DOCUMENT PASSAGE:
-*-
December 8, 2025
Congratulations to students and faculty who have received awards, scholarships, promotions and other honors.
Faculty awards

Associate Professor Paolo Calvi was part of the team that won THE PLAN Award 2025 for the Torre Piloti, a new port control tower in Genoa, Italy. The award is an annual international prize recognizing excellence in architecture, interior design and urban planning. Calvi installed an active mass damper system that senses and corrects for sway to keep the tower steady in high winds. The project was also a finalist at the 2025 International Association for Bridge and Structural Engineering Project and Technology Awards and the Institution of Structural Engineers’ 2025 Structural Awards.

Boeing International Professor Julian Marshall was named to Clarivate’s 2025 Highly Cited Researchers list, which honors researchers whose work ranks in the top 1% of citations over the past decade.
-*-
SUPPLIED INFORMATION:
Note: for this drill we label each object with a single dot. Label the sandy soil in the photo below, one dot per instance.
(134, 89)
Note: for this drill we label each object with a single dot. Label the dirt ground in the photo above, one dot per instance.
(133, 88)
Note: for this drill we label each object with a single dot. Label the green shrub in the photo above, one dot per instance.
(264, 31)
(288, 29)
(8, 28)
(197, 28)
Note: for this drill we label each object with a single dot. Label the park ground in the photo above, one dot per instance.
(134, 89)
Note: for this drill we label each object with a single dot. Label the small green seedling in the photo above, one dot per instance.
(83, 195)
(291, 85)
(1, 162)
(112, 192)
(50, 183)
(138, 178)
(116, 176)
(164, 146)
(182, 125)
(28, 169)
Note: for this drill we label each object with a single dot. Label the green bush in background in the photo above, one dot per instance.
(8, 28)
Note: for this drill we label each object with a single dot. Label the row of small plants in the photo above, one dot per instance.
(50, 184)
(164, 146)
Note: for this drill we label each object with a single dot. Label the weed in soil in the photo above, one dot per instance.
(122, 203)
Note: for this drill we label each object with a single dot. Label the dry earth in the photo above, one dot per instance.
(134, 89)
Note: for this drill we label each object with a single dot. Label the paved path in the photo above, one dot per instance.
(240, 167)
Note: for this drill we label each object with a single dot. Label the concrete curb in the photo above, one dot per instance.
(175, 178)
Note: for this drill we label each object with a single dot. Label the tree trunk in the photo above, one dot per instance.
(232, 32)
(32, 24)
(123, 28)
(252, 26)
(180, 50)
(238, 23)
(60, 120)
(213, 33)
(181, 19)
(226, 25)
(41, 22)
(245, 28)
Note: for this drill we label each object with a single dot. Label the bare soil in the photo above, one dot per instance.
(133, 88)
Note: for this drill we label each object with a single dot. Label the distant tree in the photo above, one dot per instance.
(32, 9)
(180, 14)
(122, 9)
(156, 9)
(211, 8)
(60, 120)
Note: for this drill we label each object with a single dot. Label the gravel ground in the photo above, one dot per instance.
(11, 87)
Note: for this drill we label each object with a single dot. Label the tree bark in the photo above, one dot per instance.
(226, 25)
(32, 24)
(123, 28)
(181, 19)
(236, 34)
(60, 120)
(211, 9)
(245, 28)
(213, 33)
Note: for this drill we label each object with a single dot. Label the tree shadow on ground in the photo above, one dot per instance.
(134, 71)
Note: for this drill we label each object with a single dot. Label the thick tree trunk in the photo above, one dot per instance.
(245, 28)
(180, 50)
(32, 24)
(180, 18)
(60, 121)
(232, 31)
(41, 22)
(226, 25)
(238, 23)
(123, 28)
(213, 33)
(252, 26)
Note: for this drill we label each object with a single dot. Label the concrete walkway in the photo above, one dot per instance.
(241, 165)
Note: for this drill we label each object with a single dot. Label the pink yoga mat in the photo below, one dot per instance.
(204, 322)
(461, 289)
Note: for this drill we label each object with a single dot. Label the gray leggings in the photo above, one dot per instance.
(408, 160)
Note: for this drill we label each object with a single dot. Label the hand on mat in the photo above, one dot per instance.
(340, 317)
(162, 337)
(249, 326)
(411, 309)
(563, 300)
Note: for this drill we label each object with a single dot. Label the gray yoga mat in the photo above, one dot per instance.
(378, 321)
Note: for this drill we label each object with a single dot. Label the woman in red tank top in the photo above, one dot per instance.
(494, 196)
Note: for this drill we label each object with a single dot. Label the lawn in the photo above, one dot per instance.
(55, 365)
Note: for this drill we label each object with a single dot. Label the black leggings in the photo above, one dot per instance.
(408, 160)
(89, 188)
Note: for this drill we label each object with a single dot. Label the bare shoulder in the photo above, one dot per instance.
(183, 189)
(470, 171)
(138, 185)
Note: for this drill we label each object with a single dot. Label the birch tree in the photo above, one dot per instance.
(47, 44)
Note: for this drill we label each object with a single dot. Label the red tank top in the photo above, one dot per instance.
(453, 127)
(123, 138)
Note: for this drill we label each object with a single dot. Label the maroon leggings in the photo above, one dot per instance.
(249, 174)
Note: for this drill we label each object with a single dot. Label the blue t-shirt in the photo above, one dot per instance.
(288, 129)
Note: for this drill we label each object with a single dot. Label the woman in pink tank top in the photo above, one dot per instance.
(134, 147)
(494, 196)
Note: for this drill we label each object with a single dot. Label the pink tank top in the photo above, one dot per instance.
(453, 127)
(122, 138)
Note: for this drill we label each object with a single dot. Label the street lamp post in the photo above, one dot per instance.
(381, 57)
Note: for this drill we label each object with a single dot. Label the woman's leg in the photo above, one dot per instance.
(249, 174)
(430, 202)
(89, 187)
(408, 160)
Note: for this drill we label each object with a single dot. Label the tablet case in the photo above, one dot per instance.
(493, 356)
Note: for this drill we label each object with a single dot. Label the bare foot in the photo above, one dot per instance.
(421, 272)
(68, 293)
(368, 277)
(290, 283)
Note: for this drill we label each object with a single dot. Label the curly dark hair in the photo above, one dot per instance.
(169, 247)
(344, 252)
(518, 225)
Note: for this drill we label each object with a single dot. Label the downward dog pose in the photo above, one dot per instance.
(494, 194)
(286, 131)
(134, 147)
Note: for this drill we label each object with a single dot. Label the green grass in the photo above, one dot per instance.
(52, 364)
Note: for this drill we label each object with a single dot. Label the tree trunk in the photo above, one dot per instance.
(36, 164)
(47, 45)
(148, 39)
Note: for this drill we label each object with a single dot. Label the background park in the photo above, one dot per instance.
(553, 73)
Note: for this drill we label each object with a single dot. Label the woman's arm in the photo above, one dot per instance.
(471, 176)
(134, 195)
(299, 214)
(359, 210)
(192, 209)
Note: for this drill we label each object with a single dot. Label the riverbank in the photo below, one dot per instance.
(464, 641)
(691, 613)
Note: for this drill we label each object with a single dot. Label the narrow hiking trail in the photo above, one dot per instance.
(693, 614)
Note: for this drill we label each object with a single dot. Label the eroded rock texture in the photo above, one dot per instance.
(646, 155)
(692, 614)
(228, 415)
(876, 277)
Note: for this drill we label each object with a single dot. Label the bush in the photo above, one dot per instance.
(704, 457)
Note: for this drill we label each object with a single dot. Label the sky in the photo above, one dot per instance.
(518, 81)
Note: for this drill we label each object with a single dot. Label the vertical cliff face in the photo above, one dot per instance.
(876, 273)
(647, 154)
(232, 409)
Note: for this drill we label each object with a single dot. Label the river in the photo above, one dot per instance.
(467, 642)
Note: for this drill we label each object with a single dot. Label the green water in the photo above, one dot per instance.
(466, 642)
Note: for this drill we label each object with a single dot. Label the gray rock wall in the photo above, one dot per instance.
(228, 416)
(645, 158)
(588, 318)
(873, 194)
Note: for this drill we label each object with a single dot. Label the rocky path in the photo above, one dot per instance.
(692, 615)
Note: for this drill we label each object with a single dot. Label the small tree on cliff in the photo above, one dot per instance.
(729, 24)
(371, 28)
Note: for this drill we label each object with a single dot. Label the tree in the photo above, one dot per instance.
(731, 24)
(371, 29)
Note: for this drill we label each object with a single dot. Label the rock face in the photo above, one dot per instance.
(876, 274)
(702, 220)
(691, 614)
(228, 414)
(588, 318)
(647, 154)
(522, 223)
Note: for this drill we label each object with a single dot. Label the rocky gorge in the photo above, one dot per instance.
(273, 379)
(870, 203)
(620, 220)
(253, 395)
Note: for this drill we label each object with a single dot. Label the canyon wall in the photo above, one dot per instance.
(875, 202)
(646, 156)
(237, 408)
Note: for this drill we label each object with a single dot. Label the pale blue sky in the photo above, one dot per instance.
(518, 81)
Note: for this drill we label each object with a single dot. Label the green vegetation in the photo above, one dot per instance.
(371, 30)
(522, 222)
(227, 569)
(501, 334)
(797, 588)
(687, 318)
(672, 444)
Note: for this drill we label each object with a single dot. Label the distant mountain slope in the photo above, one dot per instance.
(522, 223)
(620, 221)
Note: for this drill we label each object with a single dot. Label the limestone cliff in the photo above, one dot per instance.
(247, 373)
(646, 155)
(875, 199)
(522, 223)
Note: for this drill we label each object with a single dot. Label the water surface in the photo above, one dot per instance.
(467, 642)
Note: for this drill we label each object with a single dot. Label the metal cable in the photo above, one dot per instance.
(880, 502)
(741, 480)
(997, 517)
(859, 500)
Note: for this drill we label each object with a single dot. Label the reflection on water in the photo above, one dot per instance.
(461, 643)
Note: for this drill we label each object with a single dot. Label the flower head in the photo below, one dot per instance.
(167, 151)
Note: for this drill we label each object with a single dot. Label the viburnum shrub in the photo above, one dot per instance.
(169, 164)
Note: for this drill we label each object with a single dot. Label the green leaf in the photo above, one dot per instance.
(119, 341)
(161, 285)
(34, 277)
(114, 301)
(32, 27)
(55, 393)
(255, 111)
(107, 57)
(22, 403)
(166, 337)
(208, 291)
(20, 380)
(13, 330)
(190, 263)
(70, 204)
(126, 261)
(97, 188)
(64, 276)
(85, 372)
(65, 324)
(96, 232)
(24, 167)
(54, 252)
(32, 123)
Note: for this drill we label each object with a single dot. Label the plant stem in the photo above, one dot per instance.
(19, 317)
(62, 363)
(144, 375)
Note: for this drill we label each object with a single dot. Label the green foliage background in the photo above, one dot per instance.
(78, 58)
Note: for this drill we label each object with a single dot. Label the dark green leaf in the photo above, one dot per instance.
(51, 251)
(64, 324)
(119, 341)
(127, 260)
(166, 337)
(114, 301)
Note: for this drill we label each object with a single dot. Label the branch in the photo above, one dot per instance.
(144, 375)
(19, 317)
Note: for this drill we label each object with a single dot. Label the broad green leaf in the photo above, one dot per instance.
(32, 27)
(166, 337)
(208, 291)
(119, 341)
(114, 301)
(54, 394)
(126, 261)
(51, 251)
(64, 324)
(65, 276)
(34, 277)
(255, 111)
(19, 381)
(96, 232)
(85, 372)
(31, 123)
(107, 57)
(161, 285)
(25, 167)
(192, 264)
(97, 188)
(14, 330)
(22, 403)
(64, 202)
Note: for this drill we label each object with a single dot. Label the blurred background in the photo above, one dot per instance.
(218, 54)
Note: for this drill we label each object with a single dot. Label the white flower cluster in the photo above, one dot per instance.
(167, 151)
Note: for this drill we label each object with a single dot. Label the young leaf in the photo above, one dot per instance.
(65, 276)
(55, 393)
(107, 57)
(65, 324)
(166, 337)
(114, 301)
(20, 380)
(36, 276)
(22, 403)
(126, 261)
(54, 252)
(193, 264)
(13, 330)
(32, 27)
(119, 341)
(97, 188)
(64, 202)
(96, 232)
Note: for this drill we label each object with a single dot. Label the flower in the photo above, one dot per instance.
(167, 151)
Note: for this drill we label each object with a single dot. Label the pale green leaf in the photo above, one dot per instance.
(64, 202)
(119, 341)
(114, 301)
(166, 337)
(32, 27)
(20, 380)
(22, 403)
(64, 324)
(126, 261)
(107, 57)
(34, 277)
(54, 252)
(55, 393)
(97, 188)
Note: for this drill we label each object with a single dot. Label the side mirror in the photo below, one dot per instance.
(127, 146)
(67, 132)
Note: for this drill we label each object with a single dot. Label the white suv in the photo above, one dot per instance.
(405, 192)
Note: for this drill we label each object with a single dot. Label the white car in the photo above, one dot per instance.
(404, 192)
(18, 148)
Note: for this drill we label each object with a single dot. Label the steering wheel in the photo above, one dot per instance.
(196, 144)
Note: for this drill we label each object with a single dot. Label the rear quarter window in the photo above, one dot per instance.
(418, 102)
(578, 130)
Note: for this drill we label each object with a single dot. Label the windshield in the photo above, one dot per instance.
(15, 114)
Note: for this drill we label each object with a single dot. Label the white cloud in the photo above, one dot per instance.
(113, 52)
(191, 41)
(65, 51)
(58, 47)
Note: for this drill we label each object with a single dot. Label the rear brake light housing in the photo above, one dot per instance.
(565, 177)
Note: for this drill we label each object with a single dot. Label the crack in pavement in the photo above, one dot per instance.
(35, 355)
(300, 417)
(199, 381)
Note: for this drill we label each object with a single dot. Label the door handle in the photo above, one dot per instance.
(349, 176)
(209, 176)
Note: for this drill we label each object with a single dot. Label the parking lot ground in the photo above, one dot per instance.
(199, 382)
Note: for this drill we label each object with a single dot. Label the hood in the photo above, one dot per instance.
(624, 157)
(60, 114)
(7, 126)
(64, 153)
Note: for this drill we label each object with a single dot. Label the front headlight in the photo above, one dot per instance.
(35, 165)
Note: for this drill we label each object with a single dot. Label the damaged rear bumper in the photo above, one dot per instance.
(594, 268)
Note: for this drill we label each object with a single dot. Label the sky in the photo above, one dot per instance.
-*-
AIM OF THE TASK: Summarize the faculty awards announcement in two sentences.

THE RESULT: Associate Professor Paolo Calvi was part of the team that won THE PLAN Award 2025 for the Torre Piloti, a new port control tower in Genoa, Italy, where he installed an active mass damper system that keeps the tower steady in high winds. Boeing International Professor Julian Marshall was named to Clarivate's 2025 Highly Cited Researchers list, which honors researchers whose work ranks in the top 1% of citations over the past decade.